WHAT YOU NEED TO DO: For each record below, retype the text exactly and omit any image.

Point localization data:
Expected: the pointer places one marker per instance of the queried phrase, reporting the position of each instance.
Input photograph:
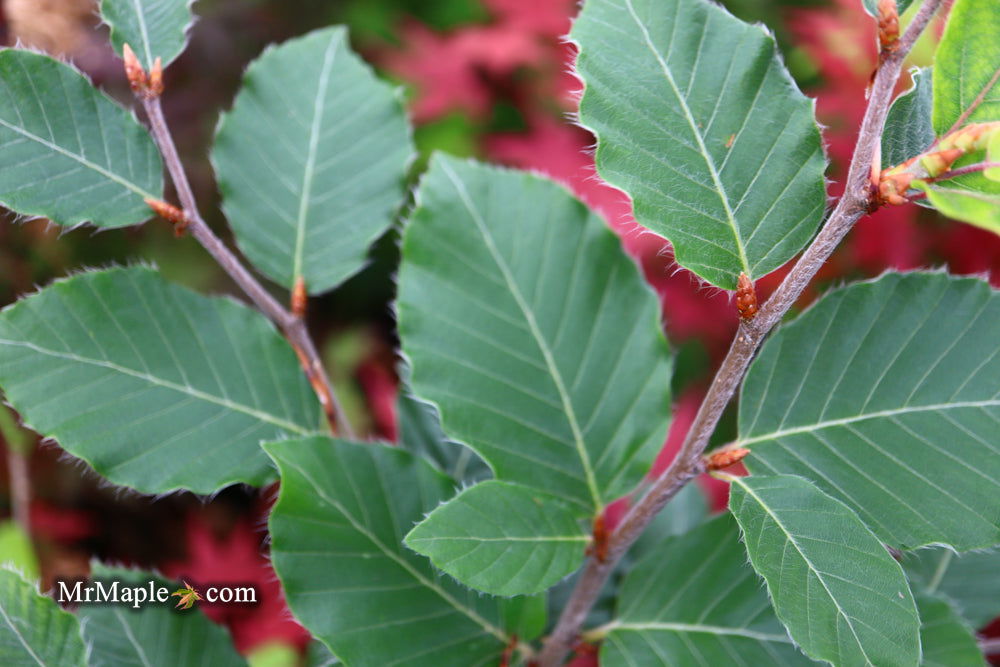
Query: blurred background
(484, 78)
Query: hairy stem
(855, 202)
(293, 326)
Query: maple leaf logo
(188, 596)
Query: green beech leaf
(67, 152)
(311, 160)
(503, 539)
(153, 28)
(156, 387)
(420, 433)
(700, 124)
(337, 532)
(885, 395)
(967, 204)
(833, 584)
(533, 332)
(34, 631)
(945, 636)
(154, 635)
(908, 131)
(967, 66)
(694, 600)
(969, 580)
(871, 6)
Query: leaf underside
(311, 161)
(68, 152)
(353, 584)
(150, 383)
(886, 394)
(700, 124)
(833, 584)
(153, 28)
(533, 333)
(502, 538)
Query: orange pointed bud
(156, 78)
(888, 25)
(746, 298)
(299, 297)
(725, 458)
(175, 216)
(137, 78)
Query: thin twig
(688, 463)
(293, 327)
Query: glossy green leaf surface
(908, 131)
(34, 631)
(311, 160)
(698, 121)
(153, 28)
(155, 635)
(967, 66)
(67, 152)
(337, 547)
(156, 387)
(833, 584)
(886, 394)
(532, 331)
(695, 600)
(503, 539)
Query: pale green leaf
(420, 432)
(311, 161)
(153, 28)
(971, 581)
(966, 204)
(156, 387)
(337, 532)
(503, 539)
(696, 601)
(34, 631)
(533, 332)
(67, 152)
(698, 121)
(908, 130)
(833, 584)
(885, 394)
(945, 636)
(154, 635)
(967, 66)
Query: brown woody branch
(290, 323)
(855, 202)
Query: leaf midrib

SOLUTION FOR THIS PROBLEM:
Expected: the pointer places one marker per instance of the queried phrase, reporting the position of each instance.
Input photograph:
Query: blurred background
(484, 78)
Query: hairy stem
(855, 202)
(293, 326)
Query: maple leaf logo
(188, 596)
Query: green beech leaf
(67, 152)
(311, 160)
(503, 539)
(153, 28)
(156, 387)
(420, 433)
(700, 124)
(337, 532)
(885, 395)
(967, 204)
(833, 584)
(533, 332)
(34, 631)
(945, 636)
(154, 635)
(908, 131)
(967, 66)
(694, 600)
(969, 580)
(871, 6)
Query: leaf underside
(311, 161)
(68, 152)
(353, 584)
(150, 383)
(886, 394)
(700, 124)
(833, 584)
(153, 28)
(533, 333)
(502, 538)
Query: orange pointed bud
(156, 78)
(888, 25)
(746, 298)
(299, 297)
(725, 458)
(175, 216)
(137, 78)
Query: thin twig
(688, 463)
(293, 327)
Query: glossy green leaf surface
(908, 131)
(34, 631)
(311, 160)
(698, 121)
(153, 28)
(155, 635)
(967, 66)
(67, 152)
(337, 547)
(156, 387)
(833, 584)
(886, 394)
(532, 331)
(695, 600)
(503, 539)
Query: pale green leaf
(420, 432)
(311, 161)
(153, 28)
(971, 581)
(966, 204)
(156, 387)
(337, 532)
(503, 539)
(696, 601)
(34, 631)
(533, 332)
(67, 152)
(698, 121)
(908, 130)
(833, 584)
(885, 394)
(945, 636)
(154, 635)
(967, 66)
Query: brown woody branch
(290, 323)
(855, 202)
Query: leaf midrib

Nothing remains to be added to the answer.